— Task item —
Could you set down exactly the lines in the records below between the line holding "Output form: <point>177,167</point>" and the line holding "Output form: <point>502,36</point>", inclusive?

— Available data —
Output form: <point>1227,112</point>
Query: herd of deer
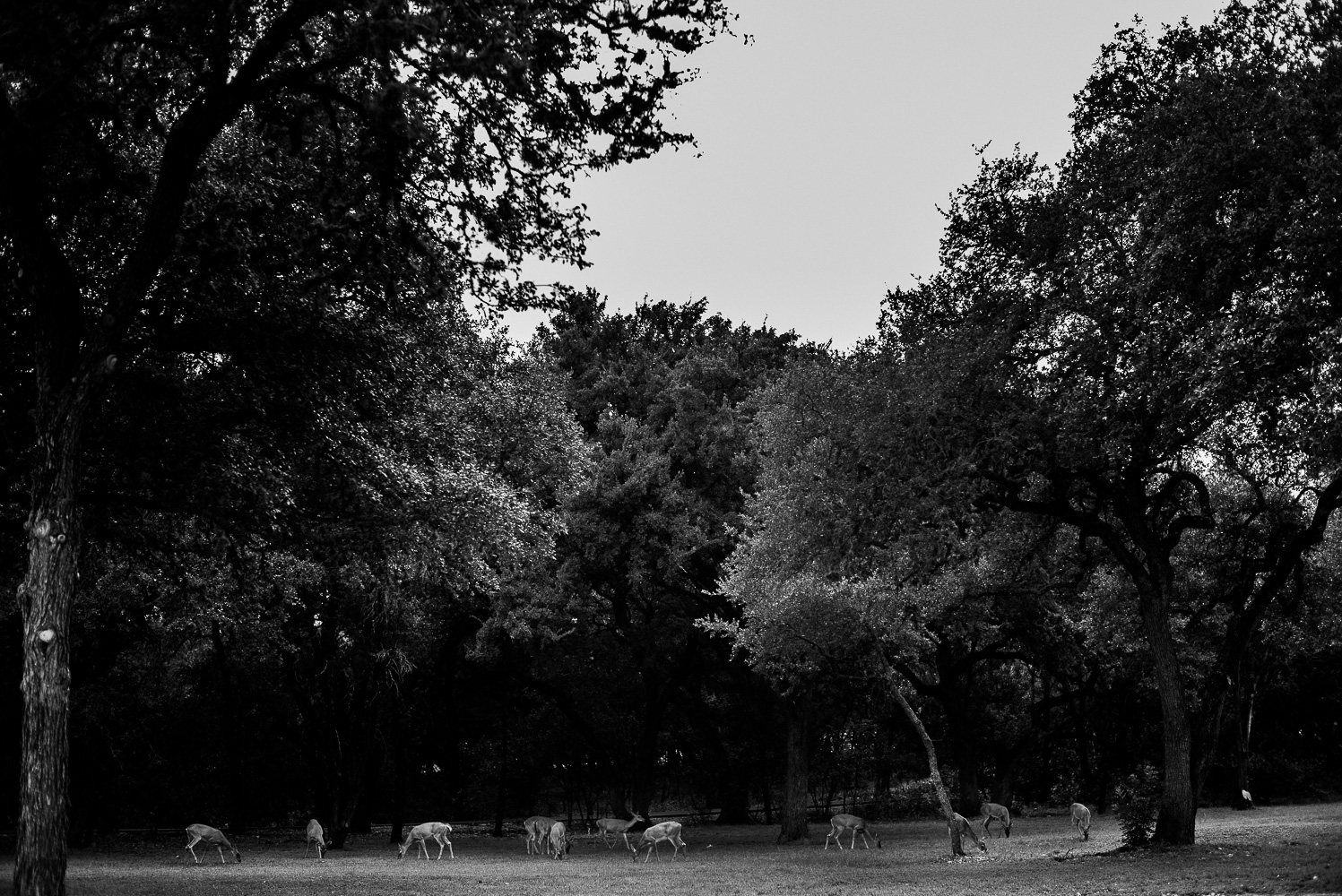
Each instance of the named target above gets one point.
<point>990,812</point>
<point>550,836</point>
<point>544,837</point>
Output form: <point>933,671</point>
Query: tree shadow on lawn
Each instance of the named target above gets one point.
<point>1280,849</point>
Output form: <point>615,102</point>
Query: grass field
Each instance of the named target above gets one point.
<point>1287,849</point>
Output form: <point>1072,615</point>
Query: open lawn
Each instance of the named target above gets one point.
<point>1287,849</point>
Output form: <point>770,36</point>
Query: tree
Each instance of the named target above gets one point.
<point>1155,331</point>
<point>662,394</point>
<point>843,547</point>
<point>443,137</point>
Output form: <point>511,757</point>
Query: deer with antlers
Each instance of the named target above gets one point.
<point>608,826</point>
<point>656,834</point>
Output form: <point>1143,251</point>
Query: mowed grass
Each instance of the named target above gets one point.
<point>1286,849</point>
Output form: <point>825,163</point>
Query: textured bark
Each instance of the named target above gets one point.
<point>796,788</point>
<point>1177,818</point>
<point>45,599</point>
<point>933,771</point>
<point>235,737</point>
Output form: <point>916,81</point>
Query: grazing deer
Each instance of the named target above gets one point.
<point>558,840</point>
<point>1080,817</point>
<point>616,826</point>
<point>842,823</point>
<point>211,837</point>
<point>654,836</point>
<point>537,834</point>
<point>437,831</point>
<point>958,823</point>
<point>316,836</point>
<point>992,812</point>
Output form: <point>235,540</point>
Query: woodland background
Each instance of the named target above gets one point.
<point>351,552</point>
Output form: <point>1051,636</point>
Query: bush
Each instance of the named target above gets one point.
<point>907,799</point>
<point>1137,801</point>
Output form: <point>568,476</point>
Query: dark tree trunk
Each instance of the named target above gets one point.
<point>1244,699</point>
<point>235,737</point>
<point>796,788</point>
<point>933,773</point>
<point>402,773</point>
<point>45,599</point>
<point>1177,818</point>
<point>645,750</point>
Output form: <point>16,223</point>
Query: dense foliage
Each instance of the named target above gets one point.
<point>312,537</point>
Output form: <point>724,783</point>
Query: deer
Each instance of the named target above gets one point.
<point>316,836</point>
<point>960,823</point>
<point>437,831</point>
<point>537,833</point>
<point>992,812</point>
<point>654,836</point>
<point>1080,817</point>
<point>842,823</point>
<point>558,840</point>
<point>616,826</point>
<point>211,837</point>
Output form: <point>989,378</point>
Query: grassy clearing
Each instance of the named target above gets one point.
<point>1288,849</point>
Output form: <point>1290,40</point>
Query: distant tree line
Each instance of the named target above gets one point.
<point>299,533</point>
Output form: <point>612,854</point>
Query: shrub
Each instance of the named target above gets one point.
<point>1137,801</point>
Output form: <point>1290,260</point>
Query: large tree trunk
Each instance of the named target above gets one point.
<point>645,750</point>
<point>45,599</point>
<point>1177,818</point>
<point>235,738</point>
<point>796,788</point>
<point>933,771</point>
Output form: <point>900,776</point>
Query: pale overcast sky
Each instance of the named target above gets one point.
<point>827,145</point>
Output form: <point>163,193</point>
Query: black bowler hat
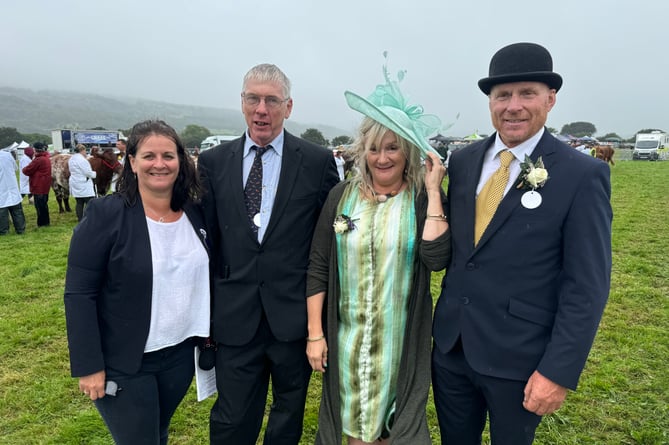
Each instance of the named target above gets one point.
<point>520,62</point>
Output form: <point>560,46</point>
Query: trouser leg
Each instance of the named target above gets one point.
<point>242,380</point>
<point>18,218</point>
<point>4,221</point>
<point>143,407</point>
<point>42,209</point>
<point>290,373</point>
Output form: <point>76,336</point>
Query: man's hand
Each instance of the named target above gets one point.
<point>542,396</point>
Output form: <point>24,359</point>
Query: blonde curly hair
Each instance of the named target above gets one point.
<point>370,135</point>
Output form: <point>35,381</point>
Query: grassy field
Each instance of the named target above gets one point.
<point>623,397</point>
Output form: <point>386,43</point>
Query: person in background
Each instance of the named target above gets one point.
<point>263,194</point>
<point>137,289</point>
<point>39,173</point>
<point>10,198</point>
<point>378,238</point>
<point>24,181</point>
<point>82,186</point>
<point>531,266</point>
<point>339,161</point>
<point>121,146</point>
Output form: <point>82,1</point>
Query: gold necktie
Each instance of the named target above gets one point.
<point>491,195</point>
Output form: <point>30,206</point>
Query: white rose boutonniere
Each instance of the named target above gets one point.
<point>533,175</point>
<point>343,223</point>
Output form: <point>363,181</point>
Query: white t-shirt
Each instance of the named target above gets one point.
<point>180,304</point>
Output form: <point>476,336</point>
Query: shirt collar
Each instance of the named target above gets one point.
<point>277,143</point>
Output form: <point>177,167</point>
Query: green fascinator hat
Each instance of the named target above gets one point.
<point>388,106</point>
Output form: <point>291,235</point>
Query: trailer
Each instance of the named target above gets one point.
<point>66,140</point>
<point>652,146</point>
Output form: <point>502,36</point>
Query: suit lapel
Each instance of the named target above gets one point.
<point>511,201</point>
<point>472,180</point>
<point>291,162</point>
<point>235,180</point>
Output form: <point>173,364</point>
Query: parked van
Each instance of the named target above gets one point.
<point>213,141</point>
<point>652,146</point>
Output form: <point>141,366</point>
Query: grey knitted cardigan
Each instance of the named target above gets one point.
<point>410,425</point>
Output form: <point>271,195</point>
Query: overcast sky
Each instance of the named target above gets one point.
<point>612,54</point>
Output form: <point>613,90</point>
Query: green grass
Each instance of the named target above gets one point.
<point>623,397</point>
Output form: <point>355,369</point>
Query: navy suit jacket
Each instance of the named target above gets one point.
<point>531,294</point>
<point>250,277</point>
<point>109,283</point>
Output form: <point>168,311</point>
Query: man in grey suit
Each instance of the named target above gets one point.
<point>530,270</point>
<point>264,192</point>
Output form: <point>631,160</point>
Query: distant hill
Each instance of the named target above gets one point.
<point>41,111</point>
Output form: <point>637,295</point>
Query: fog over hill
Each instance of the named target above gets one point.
<point>31,111</point>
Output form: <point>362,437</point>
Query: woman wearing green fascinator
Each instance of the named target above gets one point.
<point>379,236</point>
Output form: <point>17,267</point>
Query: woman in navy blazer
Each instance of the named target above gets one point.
<point>137,289</point>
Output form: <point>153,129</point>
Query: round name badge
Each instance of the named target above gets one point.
<point>531,200</point>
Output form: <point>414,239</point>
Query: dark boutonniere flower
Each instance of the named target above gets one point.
<point>343,223</point>
<point>532,175</point>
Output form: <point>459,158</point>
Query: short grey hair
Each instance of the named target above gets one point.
<point>266,72</point>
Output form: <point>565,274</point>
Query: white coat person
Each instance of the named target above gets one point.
<point>82,187</point>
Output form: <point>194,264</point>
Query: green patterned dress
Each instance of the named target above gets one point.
<point>375,264</point>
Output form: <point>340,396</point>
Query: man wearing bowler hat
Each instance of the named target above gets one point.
<point>530,270</point>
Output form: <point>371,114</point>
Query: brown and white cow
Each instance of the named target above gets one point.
<point>605,153</point>
<point>105,163</point>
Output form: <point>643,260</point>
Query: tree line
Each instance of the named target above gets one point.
<point>192,135</point>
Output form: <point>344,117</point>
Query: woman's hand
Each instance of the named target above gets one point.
<point>93,385</point>
<point>317,353</point>
<point>434,172</point>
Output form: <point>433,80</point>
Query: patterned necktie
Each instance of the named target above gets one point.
<point>253,189</point>
<point>491,195</point>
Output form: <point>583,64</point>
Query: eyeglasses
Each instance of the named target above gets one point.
<point>253,100</point>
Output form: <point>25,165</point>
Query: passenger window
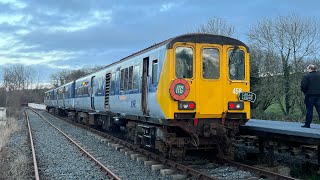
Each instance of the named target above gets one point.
<point>136,77</point>
<point>112,83</point>
<point>154,71</point>
<point>184,62</point>
<point>210,63</point>
<point>130,77</point>
<point>236,65</point>
<point>126,79</point>
<point>122,80</point>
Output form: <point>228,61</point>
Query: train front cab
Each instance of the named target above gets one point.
<point>204,82</point>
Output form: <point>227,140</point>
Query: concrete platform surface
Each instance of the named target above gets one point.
<point>283,127</point>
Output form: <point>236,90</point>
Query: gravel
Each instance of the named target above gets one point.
<point>220,171</point>
<point>116,161</point>
<point>57,158</point>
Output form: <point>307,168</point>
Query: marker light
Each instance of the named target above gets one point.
<point>186,105</point>
<point>235,106</point>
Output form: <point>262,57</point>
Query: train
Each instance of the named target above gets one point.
<point>190,92</point>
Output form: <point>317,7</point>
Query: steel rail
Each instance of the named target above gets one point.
<point>104,168</point>
<point>35,166</point>
<point>183,168</point>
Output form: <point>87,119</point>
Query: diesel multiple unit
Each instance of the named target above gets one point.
<point>188,92</point>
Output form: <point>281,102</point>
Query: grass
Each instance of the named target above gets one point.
<point>13,162</point>
<point>6,129</point>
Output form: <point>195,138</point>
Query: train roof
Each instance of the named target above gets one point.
<point>193,38</point>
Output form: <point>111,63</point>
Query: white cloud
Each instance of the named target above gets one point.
<point>166,7</point>
<point>15,3</point>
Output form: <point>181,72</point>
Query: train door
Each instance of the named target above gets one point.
<point>92,92</point>
<point>210,80</point>
<point>144,90</point>
<point>63,96</point>
<point>109,77</point>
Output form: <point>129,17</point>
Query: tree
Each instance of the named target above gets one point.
<point>217,26</point>
<point>18,77</point>
<point>293,39</point>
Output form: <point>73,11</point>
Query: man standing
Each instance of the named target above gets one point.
<point>310,86</point>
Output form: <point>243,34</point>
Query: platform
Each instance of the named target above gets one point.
<point>287,131</point>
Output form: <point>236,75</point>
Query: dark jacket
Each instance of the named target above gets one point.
<point>310,84</point>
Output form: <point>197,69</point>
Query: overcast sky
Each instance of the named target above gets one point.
<point>51,35</point>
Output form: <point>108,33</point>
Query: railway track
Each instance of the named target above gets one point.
<point>34,159</point>
<point>189,170</point>
<point>97,163</point>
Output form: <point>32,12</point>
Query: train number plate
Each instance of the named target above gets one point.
<point>247,96</point>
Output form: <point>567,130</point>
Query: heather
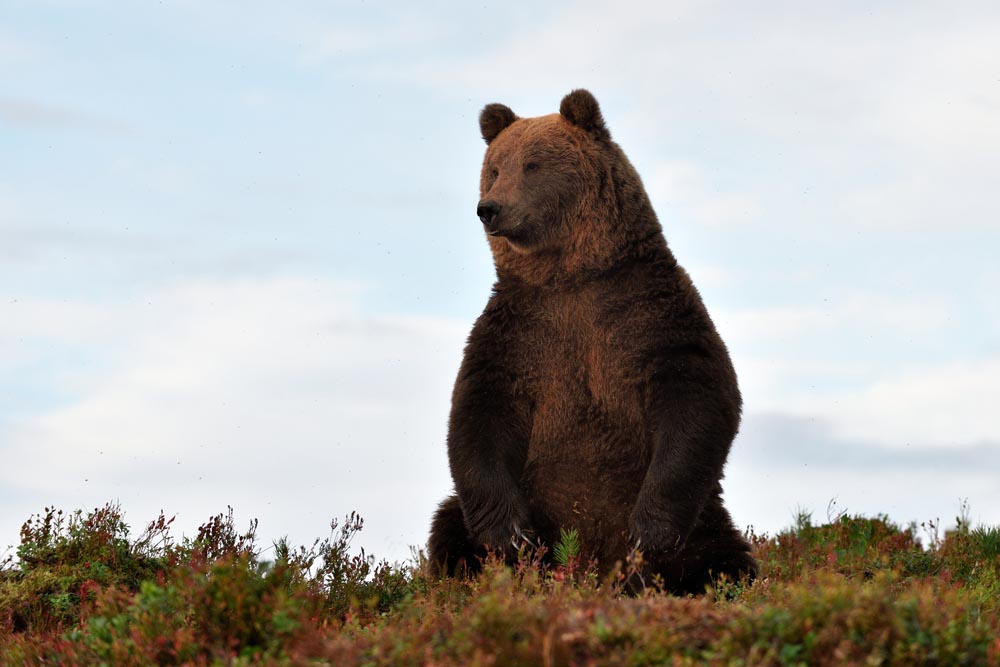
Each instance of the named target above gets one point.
<point>84,588</point>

— Exercise output —
Output form: <point>177,167</point>
Query: green fascinator hat
Each instance of the named target above gets one point.
<point>388,106</point>
Output form: <point>291,235</point>
Query: trailer
Each instance of the named target above gets one point.
<point>66,140</point>
<point>652,146</point>
Output form: <point>502,36</point>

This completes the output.